**DE OPDRACHT**
Tel de regels van het materiaal waarin het woord "segment" voorkomt. Geef alstublieft alleen dat aantal.

**TE GEBRUIKEN MATERIAAL**
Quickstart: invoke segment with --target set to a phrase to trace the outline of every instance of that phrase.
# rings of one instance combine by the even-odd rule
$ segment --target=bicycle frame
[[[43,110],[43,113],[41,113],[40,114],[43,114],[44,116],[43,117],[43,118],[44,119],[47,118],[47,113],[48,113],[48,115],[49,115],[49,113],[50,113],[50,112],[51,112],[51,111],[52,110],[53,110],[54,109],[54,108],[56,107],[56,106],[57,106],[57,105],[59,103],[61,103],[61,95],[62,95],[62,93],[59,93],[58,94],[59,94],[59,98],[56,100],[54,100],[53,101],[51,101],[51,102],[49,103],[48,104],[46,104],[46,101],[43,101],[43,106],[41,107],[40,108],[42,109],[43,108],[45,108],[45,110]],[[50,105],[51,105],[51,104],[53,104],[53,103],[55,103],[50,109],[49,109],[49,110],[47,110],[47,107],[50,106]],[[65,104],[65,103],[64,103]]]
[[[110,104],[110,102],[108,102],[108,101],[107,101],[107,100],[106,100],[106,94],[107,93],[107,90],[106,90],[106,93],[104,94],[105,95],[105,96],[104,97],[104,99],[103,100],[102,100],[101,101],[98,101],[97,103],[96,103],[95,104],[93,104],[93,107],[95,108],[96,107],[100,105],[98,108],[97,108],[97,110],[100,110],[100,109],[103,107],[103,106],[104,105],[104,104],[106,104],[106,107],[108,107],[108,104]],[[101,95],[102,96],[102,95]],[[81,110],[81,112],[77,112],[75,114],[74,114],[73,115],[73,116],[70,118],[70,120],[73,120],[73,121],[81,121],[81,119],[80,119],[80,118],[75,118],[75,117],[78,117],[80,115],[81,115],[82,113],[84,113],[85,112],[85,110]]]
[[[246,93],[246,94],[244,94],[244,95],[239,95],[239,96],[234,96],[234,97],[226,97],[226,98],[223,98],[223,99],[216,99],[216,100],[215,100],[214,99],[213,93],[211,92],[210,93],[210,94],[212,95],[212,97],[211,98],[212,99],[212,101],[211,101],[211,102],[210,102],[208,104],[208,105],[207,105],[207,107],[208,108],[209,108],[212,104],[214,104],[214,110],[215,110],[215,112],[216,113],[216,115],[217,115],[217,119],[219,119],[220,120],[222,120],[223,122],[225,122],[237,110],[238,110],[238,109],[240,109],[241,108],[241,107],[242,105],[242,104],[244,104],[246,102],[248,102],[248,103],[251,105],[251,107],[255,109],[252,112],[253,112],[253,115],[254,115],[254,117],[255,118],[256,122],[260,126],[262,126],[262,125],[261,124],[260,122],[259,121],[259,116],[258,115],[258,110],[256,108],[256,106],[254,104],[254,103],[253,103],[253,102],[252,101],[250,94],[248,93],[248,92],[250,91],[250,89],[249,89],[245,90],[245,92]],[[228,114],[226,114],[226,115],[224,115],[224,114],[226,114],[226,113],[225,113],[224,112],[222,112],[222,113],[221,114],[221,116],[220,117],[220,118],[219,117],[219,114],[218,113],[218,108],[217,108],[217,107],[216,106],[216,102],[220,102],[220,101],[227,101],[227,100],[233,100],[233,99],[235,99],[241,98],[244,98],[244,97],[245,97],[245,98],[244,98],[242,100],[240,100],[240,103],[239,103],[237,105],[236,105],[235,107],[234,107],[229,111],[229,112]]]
==
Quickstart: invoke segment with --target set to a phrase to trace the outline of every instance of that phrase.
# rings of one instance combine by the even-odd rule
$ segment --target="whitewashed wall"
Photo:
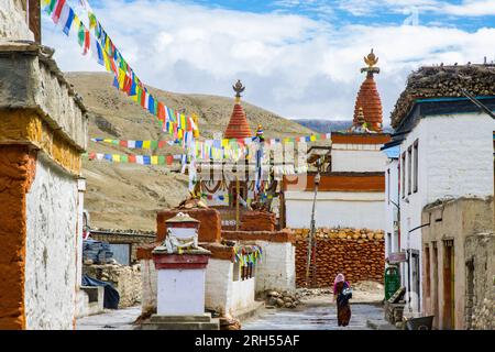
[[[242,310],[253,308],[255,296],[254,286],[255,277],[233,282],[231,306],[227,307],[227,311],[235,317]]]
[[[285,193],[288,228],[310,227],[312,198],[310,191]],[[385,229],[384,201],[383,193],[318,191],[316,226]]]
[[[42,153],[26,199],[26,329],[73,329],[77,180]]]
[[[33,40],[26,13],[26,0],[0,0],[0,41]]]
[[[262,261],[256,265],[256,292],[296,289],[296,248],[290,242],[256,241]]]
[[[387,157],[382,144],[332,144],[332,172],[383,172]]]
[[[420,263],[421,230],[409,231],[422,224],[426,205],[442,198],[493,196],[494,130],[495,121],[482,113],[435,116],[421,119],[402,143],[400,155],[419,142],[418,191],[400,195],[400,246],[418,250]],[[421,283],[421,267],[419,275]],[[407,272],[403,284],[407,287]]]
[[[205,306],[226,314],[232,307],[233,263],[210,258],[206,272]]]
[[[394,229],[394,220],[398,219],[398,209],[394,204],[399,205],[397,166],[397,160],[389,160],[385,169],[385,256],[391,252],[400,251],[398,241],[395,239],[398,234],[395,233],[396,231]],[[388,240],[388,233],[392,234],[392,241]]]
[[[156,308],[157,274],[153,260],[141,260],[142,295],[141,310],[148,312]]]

**OPLOSSING**
4